Extracted rows
|---|
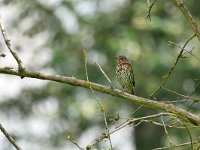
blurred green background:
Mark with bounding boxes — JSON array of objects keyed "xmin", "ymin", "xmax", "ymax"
[{"xmin": 0, "ymin": 0, "xmax": 200, "ymax": 150}]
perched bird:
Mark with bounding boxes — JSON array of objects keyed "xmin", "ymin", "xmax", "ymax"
[{"xmin": 115, "ymin": 56, "xmax": 135, "ymax": 94}]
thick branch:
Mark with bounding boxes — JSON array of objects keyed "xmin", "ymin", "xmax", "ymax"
[
  {"xmin": 0, "ymin": 67, "xmax": 200, "ymax": 125},
  {"xmin": 176, "ymin": 0, "xmax": 200, "ymax": 41}
]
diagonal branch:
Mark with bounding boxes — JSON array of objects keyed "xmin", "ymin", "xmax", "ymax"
|---|
Write out every row above word for word, leaving out the pictures.

blurred green background:
Mark with bounding boxes — JSON array of objects keyed "xmin", "ymin", "xmax", "ymax"
[{"xmin": 0, "ymin": 0, "xmax": 200, "ymax": 150}]
perched bird:
Mark with bounding boxes — JSON array of objects keyed "xmin", "ymin", "xmax", "ymax"
[{"xmin": 115, "ymin": 56, "xmax": 135, "ymax": 94}]
thick branch:
Mark with bounding boxes — JSON array of objects keyed "xmin", "ymin", "xmax", "ymax"
[
  {"xmin": 0, "ymin": 67, "xmax": 200, "ymax": 125},
  {"xmin": 176, "ymin": 0, "xmax": 200, "ymax": 41}
]
diagonal branch:
Mark with bounding boxes — JSON array of objects keyed "xmin", "ymin", "xmax", "ymax"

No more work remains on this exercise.